Start of Provided material
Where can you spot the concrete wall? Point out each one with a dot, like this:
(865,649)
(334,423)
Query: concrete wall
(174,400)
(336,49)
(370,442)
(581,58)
End of Provided material
▶ **What to do**
The data must be output in full, exactly as given.

▶ **Answer below**
Where can you spot the concrete wall? Point out each one with a dot, like this:
(865,649)
(334,423)
Query: concrete wall
(174,400)
(336,49)
(370,442)
(581,58)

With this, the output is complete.